Provided text
Autodesk’s Industry Cloud solution, Autodesk Forma, will be unveiled and released on 8 May 2023. The new cloud was one of three “industry clouds” much heralded at Autodesk University last fall.
Autodesk Forma is, fundamentally at least, partially based on Spacemaker, a cloud-native early-phase design and development tool used by architects and developers that was acquired by Autodesk a couple of years ago.
Autodesk Forma
Autodesk seeks to reimagine BIM via Autodesk Forma and simultaneously make it the industry cloud for AEC. As everybody learned from the global pandemic, connection to people and data and workflows from anywhere is vitally important in a global society. Finding concurrent ways of working with colleagues no matter where they are is at the center of cloud computing.
MORE: AU22: Autodesk Directs Development Toward Industry Clouds
Autodesk says that Forma will “reimagine BIM by leveraging next-generation technology to connect data, teams, and workflows…”
Leveraging Spacemaker’s powerful AI engine, Forma will help architects with data-laden conceptual design capacities, predictive analytics, and automation and fundamentally deliver an outcome-based design workflow.
MORE: Autodesk Begins New Era for Future of Architecture
Forma and Revit will have bi-directional data exchange, so architects can fluidly move between the world of Forma in the cloud and Revit on the desktop. Just because Autodesk is moving all its solutions and customer workflows to the cloud, investment in Autodesk Revit remains a priority.

Task requirements
- a) List the things the Autodesk Forma article says Forma will help architects with.
- b) Revise the stretch of the Autodesk Forma article from "Autodesk’s Industry Cloud" through "of years ago.", changing "early-phase" to "early-stage".
The records have nothing to do with the article about Autodesk Forma.

Information shown
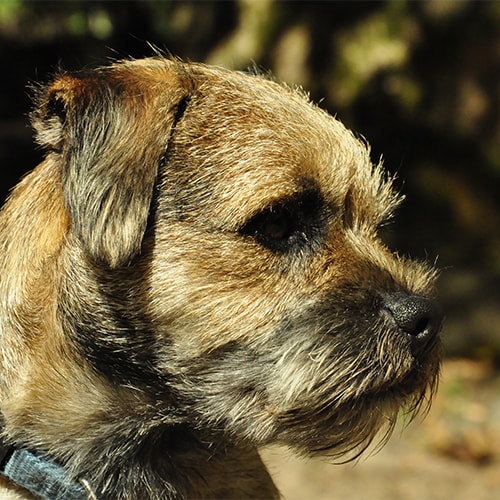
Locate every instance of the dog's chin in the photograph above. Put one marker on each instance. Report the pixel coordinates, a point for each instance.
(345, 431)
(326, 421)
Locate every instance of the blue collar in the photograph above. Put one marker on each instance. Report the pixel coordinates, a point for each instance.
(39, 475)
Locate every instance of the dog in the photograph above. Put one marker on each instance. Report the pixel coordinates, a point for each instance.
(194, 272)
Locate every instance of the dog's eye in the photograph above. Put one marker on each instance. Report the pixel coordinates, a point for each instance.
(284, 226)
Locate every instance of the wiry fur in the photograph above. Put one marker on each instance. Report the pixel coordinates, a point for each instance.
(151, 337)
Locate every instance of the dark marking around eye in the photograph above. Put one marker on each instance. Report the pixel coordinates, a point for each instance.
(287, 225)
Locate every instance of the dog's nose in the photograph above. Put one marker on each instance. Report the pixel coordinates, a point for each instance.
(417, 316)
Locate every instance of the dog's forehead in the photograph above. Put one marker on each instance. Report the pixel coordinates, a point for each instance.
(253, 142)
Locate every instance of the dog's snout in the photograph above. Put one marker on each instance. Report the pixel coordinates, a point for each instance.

Expected outputs
- a)
- Data-laden conceptual design capacities
- Predictive analytics
- Automation

- b)
Autodesk’s Industry Cloud solution, Autodesk Forma, will be unveiled and released on 8 May 2023. The new cloud was one of three “industry clouds” much heralded at Autodesk University last fall.
Autodesk Forma is, fundamentally at least, partially based on Spacemaker, a cloud-native early-stage design and development tool used by architects and developers that was acquired by Autodesk a couple of years ago.